__PROVIDED RECORDS__

+ + + + + + +

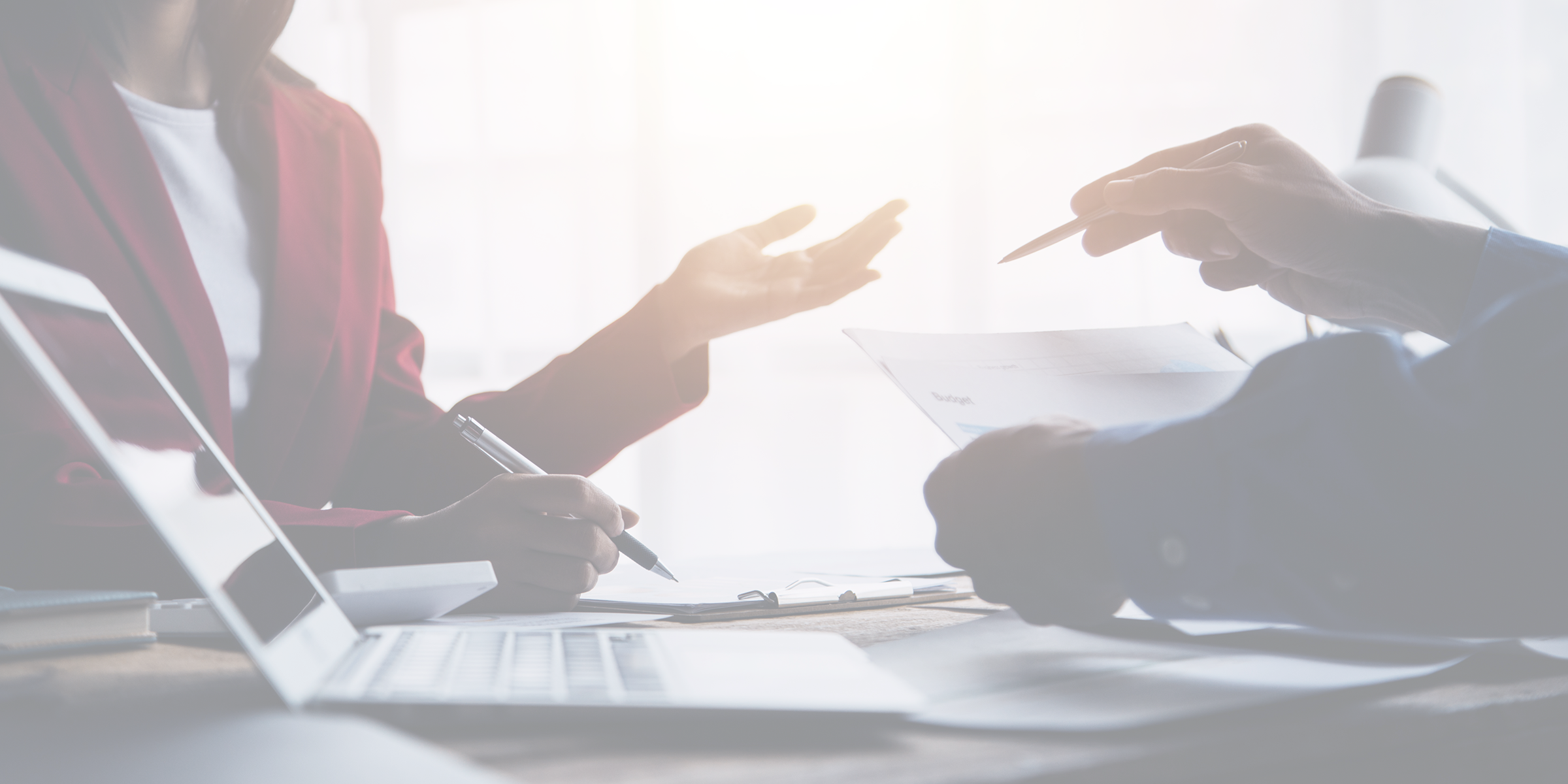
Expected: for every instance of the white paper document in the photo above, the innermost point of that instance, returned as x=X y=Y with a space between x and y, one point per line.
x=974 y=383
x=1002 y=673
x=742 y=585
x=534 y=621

+ + + + + + +

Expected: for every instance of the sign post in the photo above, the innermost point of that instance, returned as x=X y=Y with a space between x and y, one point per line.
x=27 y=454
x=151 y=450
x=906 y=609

+ + + + + + +

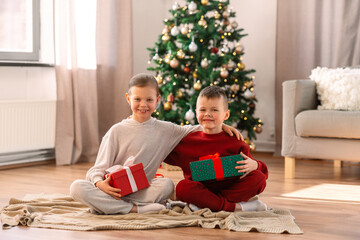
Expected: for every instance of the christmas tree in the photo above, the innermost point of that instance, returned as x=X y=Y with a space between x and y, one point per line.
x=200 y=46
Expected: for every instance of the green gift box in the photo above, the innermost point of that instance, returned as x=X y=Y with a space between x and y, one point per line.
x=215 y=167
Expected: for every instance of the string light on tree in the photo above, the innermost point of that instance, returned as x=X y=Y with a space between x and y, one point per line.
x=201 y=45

+ + + + + + +

Set down word for word the lines of the items from the line with "Expected: for every instance of the christmas" to the line with "x=215 y=167", both of those lines included.

Expected: for every instance of the christmas tree in the photo above, the innermost point of that instance, returned as x=X y=Y with a space between x and y, one point per line.
x=200 y=46
Expected: for every instance of the green gift box in the photo above, the innermost point of that instance, returned as x=X y=Y with a space between x and y, one point per line.
x=215 y=167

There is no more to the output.